= What the task requires =
In the text on nitrogen use efficiency in wheat, at which two locations were the field experiments run?

= Document excerpt =
Physiological and genetic variation in Nitrogen Use Efficiency of wheat

Wheat is one of the three main cereal crops in the world and its demand is increasing with increasing population. The excess use of nitrogen (N) fertilisers causes serious environmental impacts including nitrate leaching into ground water, eutrophication of water bodies, and global warming due to nitrous oxide emissions. Therefore, a key breeding target in wheat cultivation is enhancing Nitrogen-use efficiency (NUE). In wheat, there is relatively small genetic variation in adapted elite germplasm in N-uptake efficiency (NUpE) and N-utilisation efficiency (NUtE), which are the two key components of the NUE. Therefore, this study aims to identify novel variation for traits and associated gene markers for NUE using more diverse germplasm.

The main objectives of the present study were: (i) Screening of diverse sets of hexaploid wheat genetic resources including landraces (from AE Watkins collection) x elite cultivar Paragon crosses, synthetic hexaploid wheat-derived lines, and elite cultivars for novel trait variation for improved NUE and (ii) the identification of haplotypes to enable development of markers for NUE and related traits. Initially, a diverse set of 64 Near-Isogenic Lines was screened for variation in NUE, NUpE, NUtE and associated traits including Grain Yield (GY), Above-Ground Dry Matter (AGDM), Nitrogen Harvest Index (NHI), Grain N Uptake, Grain Protein Content (GPC) and photosynthesis traits, e.g. Flag-leaf Photosynthesis Rate (Amax) and Stomatal Conductance (gs), in field experiments under optimal N supply at two locations, i.e., Rothamsted Research and Sutton Bonington in 2018-19. Several NILs having Watkins alleles for QTLs for traits such as Grain yield (GY), Above-Ground Dry Matter (AGDM) and Grain-Fill Period Thermal Time (GFPTT) showed higher values for NUE as compared to Paragon. The performance of the NILS for the photosynthesis traits flag-leaf Amax and gs was also considered for the selection of a sub-set of lines as they directly influence biomass, GY and NUE. Therefore, 18 NILs along with parents (Paragon and Robigus) were shortlisted after evaluating performance at both the experimental sites for studying response to N availability in high N and low N treatments.

= Extracted data =
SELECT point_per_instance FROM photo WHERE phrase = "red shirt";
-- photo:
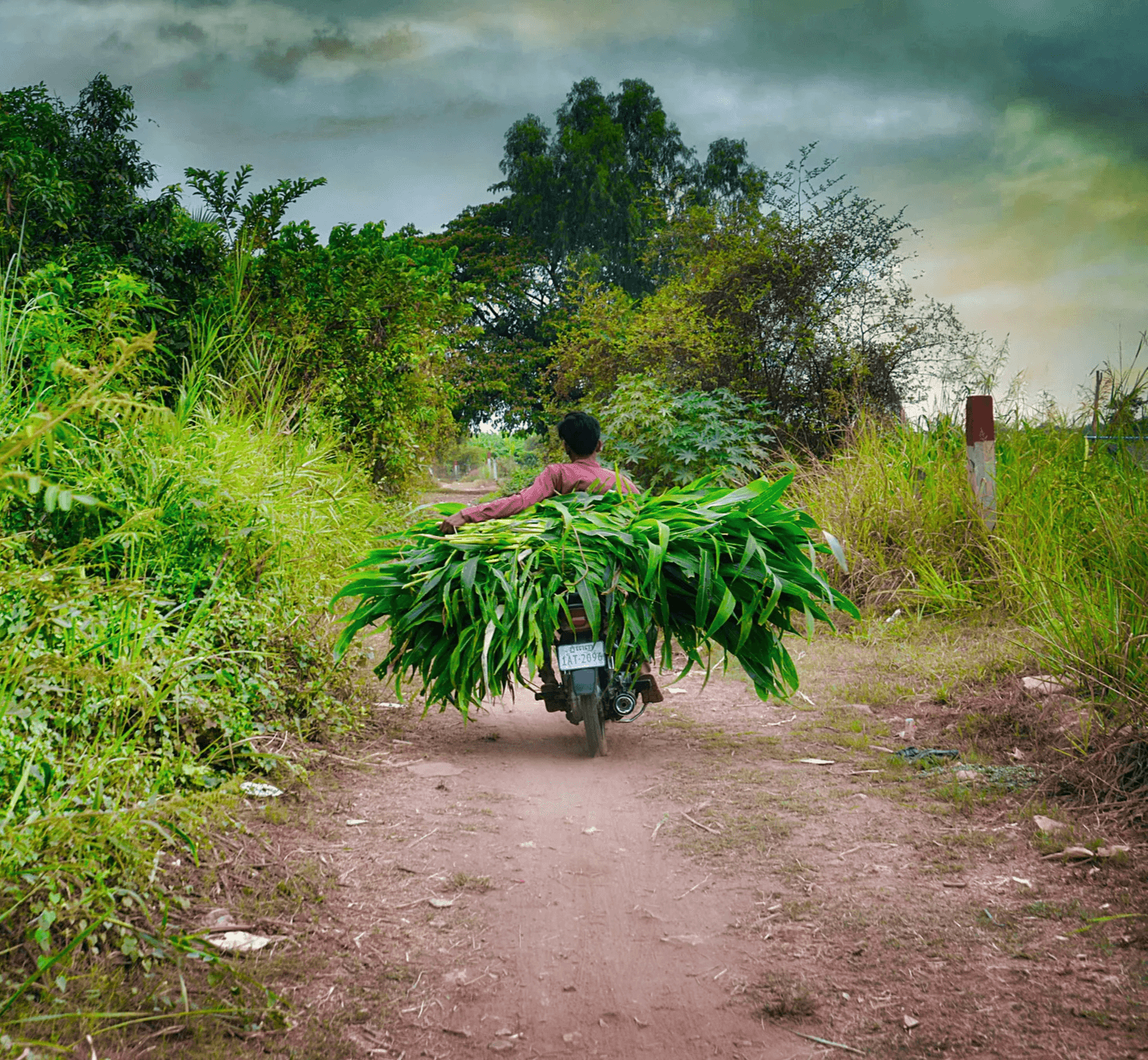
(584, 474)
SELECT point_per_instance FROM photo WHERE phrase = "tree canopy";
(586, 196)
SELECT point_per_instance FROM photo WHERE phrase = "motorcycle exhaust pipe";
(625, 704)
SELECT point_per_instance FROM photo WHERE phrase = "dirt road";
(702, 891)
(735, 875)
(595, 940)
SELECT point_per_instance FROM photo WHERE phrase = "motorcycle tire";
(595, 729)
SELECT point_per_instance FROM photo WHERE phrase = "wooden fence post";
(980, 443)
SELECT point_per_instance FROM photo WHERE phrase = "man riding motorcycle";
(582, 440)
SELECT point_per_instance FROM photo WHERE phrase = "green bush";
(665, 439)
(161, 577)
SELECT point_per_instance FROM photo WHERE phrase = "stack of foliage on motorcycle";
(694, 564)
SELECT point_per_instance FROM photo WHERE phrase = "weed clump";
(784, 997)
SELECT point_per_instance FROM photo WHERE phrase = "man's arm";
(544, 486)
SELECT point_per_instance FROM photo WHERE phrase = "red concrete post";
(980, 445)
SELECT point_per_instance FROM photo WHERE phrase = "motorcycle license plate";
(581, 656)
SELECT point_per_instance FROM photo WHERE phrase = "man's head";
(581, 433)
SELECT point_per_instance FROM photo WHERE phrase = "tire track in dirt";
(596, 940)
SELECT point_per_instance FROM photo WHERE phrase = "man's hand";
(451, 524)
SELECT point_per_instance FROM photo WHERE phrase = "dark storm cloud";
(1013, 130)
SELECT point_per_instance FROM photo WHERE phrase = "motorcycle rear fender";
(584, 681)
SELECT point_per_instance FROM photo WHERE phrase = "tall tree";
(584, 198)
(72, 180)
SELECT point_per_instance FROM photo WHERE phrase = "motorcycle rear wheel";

* * *

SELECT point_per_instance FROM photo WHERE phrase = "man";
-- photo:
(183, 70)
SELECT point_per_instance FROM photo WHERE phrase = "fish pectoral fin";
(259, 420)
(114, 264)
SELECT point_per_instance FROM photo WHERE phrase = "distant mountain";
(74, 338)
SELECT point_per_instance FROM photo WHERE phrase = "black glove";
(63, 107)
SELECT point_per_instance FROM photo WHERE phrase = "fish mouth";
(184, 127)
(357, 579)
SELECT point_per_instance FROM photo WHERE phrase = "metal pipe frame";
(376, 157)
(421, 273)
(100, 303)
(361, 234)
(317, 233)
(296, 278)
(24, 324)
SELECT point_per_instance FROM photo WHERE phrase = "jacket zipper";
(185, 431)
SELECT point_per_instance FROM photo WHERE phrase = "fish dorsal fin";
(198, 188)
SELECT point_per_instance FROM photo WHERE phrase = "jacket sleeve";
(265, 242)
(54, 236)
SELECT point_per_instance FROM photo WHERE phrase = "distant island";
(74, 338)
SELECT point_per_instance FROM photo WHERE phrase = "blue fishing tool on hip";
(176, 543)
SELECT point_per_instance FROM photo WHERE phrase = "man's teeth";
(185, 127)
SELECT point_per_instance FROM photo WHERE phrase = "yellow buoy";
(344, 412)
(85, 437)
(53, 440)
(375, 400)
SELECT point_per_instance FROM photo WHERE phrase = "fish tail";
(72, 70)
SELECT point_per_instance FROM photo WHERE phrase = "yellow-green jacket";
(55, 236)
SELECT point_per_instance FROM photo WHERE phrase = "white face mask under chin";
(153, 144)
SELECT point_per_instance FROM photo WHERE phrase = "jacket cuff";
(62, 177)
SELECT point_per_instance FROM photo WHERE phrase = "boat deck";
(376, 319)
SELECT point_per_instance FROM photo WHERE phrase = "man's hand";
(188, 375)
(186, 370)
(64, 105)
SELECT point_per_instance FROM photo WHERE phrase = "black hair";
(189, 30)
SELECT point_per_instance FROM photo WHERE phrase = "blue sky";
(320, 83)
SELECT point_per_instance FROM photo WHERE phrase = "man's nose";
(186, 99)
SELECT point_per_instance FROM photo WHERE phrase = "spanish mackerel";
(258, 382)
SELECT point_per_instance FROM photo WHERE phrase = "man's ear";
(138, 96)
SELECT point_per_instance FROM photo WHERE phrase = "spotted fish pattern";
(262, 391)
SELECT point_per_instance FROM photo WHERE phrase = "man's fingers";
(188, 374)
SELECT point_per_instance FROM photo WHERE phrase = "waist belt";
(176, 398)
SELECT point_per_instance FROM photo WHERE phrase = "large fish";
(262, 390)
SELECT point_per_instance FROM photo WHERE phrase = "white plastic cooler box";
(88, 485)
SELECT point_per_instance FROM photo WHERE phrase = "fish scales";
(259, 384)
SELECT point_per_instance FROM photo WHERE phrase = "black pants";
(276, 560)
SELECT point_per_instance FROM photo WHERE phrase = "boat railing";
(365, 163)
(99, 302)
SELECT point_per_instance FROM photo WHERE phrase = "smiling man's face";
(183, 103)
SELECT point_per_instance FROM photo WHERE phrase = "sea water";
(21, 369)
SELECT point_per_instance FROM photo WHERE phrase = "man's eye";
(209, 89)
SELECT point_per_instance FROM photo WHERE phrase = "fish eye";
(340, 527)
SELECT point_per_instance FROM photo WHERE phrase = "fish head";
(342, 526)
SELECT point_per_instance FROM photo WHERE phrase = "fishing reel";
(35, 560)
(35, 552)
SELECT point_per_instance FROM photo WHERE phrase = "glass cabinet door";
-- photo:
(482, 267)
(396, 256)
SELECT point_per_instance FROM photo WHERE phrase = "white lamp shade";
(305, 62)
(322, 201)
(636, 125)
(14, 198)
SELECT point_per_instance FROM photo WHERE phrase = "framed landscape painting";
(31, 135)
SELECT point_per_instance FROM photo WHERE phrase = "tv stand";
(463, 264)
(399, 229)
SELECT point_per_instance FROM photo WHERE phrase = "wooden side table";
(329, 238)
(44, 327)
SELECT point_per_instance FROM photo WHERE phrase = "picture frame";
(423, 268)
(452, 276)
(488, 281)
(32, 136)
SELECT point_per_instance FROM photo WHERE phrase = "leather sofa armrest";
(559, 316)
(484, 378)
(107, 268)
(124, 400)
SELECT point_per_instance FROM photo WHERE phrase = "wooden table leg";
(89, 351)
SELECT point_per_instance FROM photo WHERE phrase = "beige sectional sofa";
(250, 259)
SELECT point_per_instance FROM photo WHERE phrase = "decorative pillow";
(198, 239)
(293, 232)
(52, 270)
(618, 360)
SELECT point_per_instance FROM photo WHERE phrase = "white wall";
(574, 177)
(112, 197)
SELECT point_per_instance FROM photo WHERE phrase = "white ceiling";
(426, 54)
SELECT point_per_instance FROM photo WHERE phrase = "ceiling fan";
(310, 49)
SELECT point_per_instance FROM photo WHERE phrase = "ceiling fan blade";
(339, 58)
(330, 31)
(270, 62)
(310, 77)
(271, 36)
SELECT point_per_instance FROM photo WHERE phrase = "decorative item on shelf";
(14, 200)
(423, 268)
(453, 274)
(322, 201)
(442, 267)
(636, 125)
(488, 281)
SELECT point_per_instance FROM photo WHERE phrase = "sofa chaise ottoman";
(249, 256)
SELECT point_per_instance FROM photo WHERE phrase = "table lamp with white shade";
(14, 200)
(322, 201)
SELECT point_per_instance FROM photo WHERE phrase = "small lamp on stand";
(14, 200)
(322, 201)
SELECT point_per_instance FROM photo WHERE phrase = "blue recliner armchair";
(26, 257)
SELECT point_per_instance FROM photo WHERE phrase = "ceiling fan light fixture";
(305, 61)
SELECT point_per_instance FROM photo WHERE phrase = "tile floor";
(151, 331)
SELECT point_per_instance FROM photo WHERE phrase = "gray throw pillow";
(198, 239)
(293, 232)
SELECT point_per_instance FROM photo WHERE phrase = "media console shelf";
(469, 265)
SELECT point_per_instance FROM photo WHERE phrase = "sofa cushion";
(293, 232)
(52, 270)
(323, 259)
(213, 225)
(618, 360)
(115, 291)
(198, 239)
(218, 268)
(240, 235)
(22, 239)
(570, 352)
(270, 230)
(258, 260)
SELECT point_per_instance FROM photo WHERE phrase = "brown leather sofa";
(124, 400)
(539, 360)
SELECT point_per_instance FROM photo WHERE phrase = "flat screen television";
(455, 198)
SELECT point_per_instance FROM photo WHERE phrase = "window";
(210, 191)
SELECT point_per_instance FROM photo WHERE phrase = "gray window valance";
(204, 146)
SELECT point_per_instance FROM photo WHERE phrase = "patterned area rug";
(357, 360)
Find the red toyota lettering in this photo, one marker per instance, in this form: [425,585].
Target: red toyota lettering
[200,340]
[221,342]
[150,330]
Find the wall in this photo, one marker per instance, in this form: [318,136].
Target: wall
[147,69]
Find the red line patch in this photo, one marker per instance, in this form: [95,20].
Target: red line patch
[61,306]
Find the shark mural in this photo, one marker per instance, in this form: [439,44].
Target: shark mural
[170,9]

= Output of the task =
Rothamsted Research and Sutton Bonington